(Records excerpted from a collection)
- - - - - - -

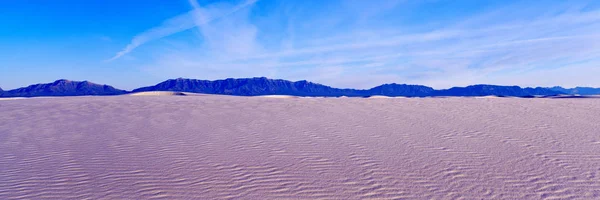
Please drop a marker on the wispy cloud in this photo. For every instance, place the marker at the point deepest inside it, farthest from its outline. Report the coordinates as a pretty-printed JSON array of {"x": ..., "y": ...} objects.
[
  {"x": 488, "y": 47},
  {"x": 197, "y": 17}
]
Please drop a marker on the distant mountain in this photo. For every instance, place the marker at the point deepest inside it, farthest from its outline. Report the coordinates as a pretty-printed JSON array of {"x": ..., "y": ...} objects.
[
  {"x": 401, "y": 90},
  {"x": 487, "y": 90},
  {"x": 264, "y": 86},
  {"x": 577, "y": 90},
  {"x": 63, "y": 88},
  {"x": 250, "y": 87}
]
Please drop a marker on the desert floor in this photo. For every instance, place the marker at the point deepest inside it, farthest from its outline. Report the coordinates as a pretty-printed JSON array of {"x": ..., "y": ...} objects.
[{"x": 224, "y": 147}]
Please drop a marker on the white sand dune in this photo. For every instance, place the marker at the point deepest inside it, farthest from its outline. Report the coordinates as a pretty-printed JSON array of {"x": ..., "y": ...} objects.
[
  {"x": 379, "y": 97},
  {"x": 158, "y": 93},
  {"x": 220, "y": 147},
  {"x": 279, "y": 96}
]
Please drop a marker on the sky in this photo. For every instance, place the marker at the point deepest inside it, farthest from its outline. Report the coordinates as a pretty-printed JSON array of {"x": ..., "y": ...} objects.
[{"x": 341, "y": 43}]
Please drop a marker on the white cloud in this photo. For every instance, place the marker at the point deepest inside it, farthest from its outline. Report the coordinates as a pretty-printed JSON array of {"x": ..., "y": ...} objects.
[
  {"x": 186, "y": 21},
  {"x": 484, "y": 48}
]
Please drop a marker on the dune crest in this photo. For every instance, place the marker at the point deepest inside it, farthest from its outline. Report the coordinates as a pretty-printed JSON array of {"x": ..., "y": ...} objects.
[{"x": 227, "y": 147}]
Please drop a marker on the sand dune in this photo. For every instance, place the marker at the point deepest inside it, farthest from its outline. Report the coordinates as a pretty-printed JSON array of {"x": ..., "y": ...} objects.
[
  {"x": 279, "y": 96},
  {"x": 220, "y": 147},
  {"x": 160, "y": 93}
]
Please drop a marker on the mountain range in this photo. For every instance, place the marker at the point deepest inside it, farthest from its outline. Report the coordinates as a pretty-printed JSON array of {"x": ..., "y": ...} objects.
[{"x": 264, "y": 86}]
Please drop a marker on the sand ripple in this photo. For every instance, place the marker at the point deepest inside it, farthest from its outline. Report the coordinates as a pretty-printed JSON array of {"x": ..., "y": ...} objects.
[{"x": 220, "y": 147}]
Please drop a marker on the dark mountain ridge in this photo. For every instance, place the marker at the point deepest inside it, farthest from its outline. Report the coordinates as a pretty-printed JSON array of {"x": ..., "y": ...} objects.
[
  {"x": 495, "y": 90},
  {"x": 265, "y": 86},
  {"x": 63, "y": 87},
  {"x": 577, "y": 90}
]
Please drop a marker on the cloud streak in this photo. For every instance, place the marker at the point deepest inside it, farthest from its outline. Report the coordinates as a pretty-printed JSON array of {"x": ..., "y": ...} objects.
[
  {"x": 183, "y": 22},
  {"x": 498, "y": 46}
]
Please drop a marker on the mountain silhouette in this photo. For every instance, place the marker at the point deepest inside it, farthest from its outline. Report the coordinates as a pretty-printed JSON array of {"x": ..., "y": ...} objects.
[
  {"x": 63, "y": 87},
  {"x": 495, "y": 90},
  {"x": 577, "y": 90},
  {"x": 265, "y": 86}
]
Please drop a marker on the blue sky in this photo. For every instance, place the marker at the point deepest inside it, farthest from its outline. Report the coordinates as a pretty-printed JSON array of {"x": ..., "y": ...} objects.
[{"x": 346, "y": 43}]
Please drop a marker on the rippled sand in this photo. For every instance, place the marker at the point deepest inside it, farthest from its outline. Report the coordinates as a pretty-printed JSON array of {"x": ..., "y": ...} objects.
[{"x": 220, "y": 147}]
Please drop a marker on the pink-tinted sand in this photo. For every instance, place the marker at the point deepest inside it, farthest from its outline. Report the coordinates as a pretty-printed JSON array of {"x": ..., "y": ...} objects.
[{"x": 221, "y": 147}]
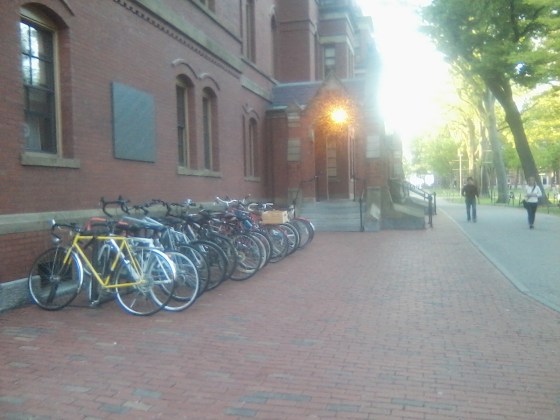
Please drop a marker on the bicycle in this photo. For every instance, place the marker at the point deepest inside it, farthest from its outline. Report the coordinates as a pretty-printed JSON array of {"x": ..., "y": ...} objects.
[{"x": 142, "y": 278}]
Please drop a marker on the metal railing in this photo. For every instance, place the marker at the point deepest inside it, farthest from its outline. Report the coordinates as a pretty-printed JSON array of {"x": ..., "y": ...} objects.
[
  {"x": 409, "y": 188},
  {"x": 299, "y": 190},
  {"x": 360, "y": 200}
]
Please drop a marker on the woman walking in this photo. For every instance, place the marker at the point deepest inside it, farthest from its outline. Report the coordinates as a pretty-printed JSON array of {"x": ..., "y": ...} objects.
[{"x": 532, "y": 195}]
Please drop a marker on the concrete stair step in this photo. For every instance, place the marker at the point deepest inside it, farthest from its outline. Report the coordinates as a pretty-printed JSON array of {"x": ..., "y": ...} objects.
[{"x": 333, "y": 215}]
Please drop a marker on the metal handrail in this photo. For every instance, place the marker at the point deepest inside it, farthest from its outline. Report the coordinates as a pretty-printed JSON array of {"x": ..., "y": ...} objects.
[
  {"x": 294, "y": 201},
  {"x": 361, "y": 201},
  {"x": 431, "y": 197}
]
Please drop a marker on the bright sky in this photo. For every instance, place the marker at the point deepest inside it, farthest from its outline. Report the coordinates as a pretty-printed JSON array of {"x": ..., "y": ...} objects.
[{"x": 414, "y": 82}]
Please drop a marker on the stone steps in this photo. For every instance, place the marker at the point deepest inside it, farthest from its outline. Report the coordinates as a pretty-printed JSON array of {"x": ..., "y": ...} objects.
[{"x": 333, "y": 215}]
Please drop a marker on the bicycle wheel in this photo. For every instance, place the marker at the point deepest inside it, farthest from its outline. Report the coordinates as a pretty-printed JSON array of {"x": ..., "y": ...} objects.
[
  {"x": 201, "y": 264},
  {"x": 231, "y": 254},
  {"x": 279, "y": 241},
  {"x": 216, "y": 259},
  {"x": 264, "y": 245},
  {"x": 249, "y": 256},
  {"x": 148, "y": 291},
  {"x": 187, "y": 283},
  {"x": 53, "y": 283},
  {"x": 292, "y": 234},
  {"x": 305, "y": 230}
]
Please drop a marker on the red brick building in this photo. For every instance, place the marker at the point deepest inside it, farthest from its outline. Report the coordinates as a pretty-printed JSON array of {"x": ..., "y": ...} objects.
[{"x": 180, "y": 99}]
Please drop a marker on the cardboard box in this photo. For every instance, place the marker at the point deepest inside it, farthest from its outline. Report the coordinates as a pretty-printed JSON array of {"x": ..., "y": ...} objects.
[{"x": 274, "y": 217}]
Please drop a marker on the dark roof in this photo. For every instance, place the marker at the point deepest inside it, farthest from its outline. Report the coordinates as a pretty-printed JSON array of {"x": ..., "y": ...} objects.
[{"x": 301, "y": 93}]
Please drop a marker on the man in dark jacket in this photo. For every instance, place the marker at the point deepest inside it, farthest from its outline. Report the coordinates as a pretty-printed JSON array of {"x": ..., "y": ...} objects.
[{"x": 470, "y": 192}]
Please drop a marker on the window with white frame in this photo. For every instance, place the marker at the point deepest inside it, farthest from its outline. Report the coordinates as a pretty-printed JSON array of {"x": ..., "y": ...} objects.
[{"x": 38, "y": 43}]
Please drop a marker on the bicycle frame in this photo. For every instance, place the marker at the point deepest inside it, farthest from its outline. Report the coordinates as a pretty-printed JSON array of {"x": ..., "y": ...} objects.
[{"x": 120, "y": 244}]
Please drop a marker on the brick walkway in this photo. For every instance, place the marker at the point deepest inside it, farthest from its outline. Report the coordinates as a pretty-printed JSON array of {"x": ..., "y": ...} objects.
[{"x": 387, "y": 325}]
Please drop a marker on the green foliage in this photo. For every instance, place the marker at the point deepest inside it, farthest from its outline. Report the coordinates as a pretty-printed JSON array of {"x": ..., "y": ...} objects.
[
  {"x": 512, "y": 38},
  {"x": 436, "y": 154}
]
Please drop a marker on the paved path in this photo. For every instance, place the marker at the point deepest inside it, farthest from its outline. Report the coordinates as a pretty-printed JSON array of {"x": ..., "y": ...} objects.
[
  {"x": 529, "y": 258},
  {"x": 386, "y": 325}
]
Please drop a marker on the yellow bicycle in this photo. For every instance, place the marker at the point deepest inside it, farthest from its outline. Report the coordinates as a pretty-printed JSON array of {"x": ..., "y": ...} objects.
[{"x": 141, "y": 277}]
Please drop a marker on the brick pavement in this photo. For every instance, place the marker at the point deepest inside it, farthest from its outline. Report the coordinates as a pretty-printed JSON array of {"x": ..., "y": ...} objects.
[{"x": 387, "y": 325}]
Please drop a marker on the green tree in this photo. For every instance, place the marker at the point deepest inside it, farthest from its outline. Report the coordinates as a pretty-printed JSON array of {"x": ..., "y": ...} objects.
[
  {"x": 504, "y": 42},
  {"x": 542, "y": 123}
]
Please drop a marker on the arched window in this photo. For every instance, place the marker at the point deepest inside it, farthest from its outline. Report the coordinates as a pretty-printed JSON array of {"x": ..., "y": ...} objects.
[
  {"x": 209, "y": 130},
  {"x": 251, "y": 149},
  {"x": 38, "y": 46},
  {"x": 186, "y": 141}
]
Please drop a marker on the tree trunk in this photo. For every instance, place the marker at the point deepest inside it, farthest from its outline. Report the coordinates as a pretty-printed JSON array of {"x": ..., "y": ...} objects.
[
  {"x": 495, "y": 144},
  {"x": 501, "y": 89}
]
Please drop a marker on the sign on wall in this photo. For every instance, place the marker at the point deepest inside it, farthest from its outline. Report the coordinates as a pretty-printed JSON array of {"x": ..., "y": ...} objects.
[{"x": 133, "y": 124}]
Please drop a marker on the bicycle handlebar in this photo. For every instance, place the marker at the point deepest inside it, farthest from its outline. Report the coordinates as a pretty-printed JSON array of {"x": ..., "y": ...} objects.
[{"x": 120, "y": 201}]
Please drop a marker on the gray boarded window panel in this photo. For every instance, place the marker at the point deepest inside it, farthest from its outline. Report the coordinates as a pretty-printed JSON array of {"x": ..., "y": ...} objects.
[
  {"x": 294, "y": 150},
  {"x": 133, "y": 124}
]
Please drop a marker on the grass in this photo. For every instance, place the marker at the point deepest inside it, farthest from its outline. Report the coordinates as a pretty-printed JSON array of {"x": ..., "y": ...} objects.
[{"x": 454, "y": 196}]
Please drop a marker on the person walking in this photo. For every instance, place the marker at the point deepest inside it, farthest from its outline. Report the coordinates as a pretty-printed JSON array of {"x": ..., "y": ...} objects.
[
  {"x": 532, "y": 195},
  {"x": 470, "y": 192}
]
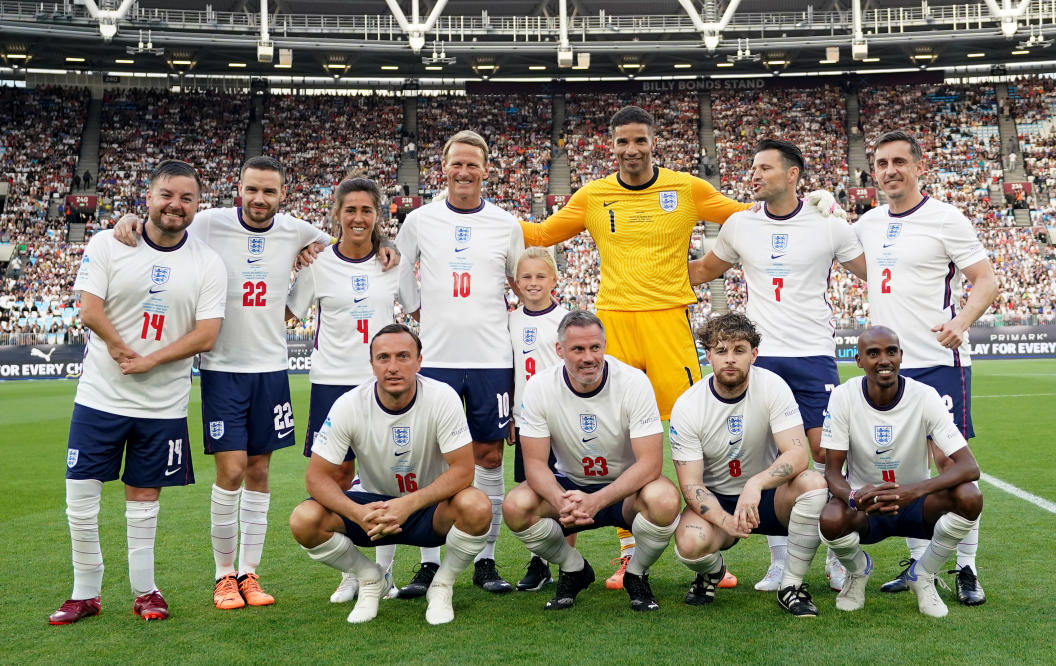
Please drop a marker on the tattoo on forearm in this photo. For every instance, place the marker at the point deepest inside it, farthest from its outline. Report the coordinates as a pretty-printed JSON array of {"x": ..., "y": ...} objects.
[{"x": 783, "y": 471}]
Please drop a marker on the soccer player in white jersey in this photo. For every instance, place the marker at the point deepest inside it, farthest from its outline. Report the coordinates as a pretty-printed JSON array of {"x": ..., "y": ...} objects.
[
  {"x": 600, "y": 418},
  {"x": 149, "y": 308},
  {"x": 787, "y": 251},
  {"x": 533, "y": 331},
  {"x": 410, "y": 438},
  {"x": 918, "y": 249},
  {"x": 741, "y": 454},
  {"x": 880, "y": 425},
  {"x": 246, "y": 411},
  {"x": 354, "y": 299},
  {"x": 467, "y": 248}
]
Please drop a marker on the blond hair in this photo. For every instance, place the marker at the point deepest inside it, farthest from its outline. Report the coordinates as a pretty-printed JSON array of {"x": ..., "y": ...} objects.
[
  {"x": 542, "y": 254},
  {"x": 469, "y": 137}
]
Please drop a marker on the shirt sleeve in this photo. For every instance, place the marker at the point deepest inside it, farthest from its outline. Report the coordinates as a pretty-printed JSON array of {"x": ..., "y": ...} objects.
[
  {"x": 712, "y": 205},
  {"x": 302, "y": 293},
  {"x": 682, "y": 436},
  {"x": 562, "y": 225},
  {"x": 213, "y": 293},
  {"x": 93, "y": 276},
  {"x": 835, "y": 432},
  {"x": 723, "y": 244}
]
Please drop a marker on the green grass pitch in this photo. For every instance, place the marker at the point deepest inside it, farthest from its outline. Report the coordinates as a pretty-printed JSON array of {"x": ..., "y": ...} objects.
[{"x": 1014, "y": 417}]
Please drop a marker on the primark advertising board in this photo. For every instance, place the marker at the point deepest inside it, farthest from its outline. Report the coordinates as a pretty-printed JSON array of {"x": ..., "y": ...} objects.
[{"x": 1001, "y": 342}]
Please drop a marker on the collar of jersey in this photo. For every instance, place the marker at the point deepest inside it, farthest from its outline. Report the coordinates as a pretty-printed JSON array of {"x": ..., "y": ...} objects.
[
  {"x": 464, "y": 211},
  {"x": 910, "y": 211},
  {"x": 711, "y": 386},
  {"x": 349, "y": 259},
  {"x": 792, "y": 214},
  {"x": 158, "y": 247},
  {"x": 604, "y": 378},
  {"x": 417, "y": 387},
  {"x": 898, "y": 396},
  {"x": 643, "y": 186},
  {"x": 238, "y": 211}
]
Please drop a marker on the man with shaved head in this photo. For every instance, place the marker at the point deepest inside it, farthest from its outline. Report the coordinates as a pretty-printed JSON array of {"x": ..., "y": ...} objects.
[{"x": 880, "y": 425}]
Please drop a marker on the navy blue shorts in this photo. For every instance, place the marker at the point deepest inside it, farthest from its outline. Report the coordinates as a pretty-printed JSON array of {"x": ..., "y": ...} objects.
[
  {"x": 811, "y": 379},
  {"x": 609, "y": 516},
  {"x": 417, "y": 528},
  {"x": 486, "y": 393},
  {"x": 323, "y": 397},
  {"x": 156, "y": 452},
  {"x": 519, "y": 460},
  {"x": 246, "y": 412},
  {"x": 769, "y": 524},
  {"x": 909, "y": 521},
  {"x": 955, "y": 386}
]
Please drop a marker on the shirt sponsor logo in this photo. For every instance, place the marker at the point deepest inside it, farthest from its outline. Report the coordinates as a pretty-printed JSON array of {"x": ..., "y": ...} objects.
[
  {"x": 668, "y": 201},
  {"x": 215, "y": 430},
  {"x": 257, "y": 245},
  {"x": 588, "y": 423},
  {"x": 159, "y": 274}
]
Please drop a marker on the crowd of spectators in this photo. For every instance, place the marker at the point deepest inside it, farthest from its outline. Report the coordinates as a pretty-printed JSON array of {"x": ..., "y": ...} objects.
[
  {"x": 322, "y": 139},
  {"x": 517, "y": 129},
  {"x": 140, "y": 128}
]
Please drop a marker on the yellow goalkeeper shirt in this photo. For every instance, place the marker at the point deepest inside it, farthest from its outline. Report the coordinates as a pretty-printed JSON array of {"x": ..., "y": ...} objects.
[{"x": 642, "y": 233}]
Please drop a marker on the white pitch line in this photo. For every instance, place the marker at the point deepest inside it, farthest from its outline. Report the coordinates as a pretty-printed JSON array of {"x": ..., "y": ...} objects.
[{"x": 1022, "y": 494}]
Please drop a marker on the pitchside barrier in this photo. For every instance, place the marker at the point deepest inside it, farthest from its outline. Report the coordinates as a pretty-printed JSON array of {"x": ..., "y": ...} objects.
[{"x": 63, "y": 361}]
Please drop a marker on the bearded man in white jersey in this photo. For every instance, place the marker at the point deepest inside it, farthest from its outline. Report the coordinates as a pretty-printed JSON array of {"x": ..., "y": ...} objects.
[
  {"x": 149, "y": 308},
  {"x": 918, "y": 249},
  {"x": 787, "y": 250},
  {"x": 467, "y": 250},
  {"x": 410, "y": 441},
  {"x": 740, "y": 454},
  {"x": 246, "y": 411},
  {"x": 881, "y": 426},
  {"x": 600, "y": 418}
]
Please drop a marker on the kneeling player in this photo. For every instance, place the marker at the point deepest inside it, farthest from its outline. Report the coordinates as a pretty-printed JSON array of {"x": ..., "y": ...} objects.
[
  {"x": 880, "y": 424},
  {"x": 723, "y": 432},
  {"x": 409, "y": 435},
  {"x": 601, "y": 418}
]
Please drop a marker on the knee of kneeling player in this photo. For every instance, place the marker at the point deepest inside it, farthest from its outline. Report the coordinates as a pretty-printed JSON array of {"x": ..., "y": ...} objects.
[
  {"x": 967, "y": 500},
  {"x": 305, "y": 522}
]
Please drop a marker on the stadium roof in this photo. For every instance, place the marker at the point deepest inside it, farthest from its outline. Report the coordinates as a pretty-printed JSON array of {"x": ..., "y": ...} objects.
[{"x": 381, "y": 39}]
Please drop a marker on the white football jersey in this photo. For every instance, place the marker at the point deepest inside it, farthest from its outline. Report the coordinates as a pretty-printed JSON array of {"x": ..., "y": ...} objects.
[
  {"x": 590, "y": 433},
  {"x": 354, "y": 301},
  {"x": 259, "y": 262},
  {"x": 396, "y": 452},
  {"x": 888, "y": 443},
  {"x": 787, "y": 263},
  {"x": 153, "y": 297},
  {"x": 915, "y": 263},
  {"x": 534, "y": 337},
  {"x": 734, "y": 437},
  {"x": 465, "y": 260}
]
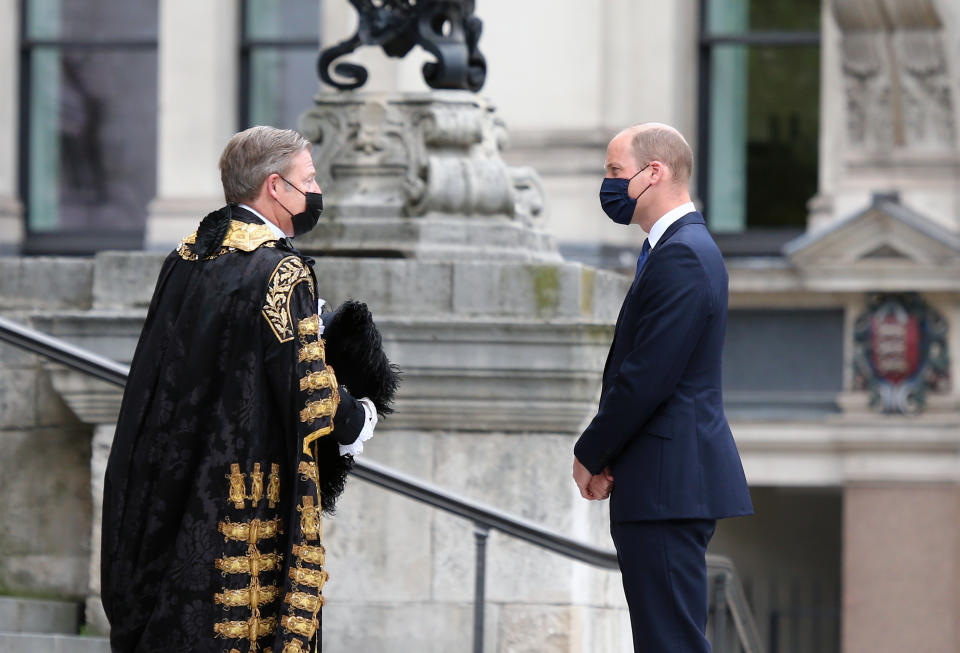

- - - - - - -

Find each line in the entries above that contains the word "blue", and copy those lines out.

Please drop a marker on the blue sky in this photo. For every instance, place the marker at the point deepest inside it, farthest from its outline. Report the coordinates as a pretty-printed JSON array of {"x": ..., "y": ...} objects.
Please drop a marker on the navy blue shorts in this photo. For every instance, place the marker at the point deepest inside it, farthest from its outline. Report the coordinates as a pretty-printed JSON array of {"x": ..., "y": ...} objects.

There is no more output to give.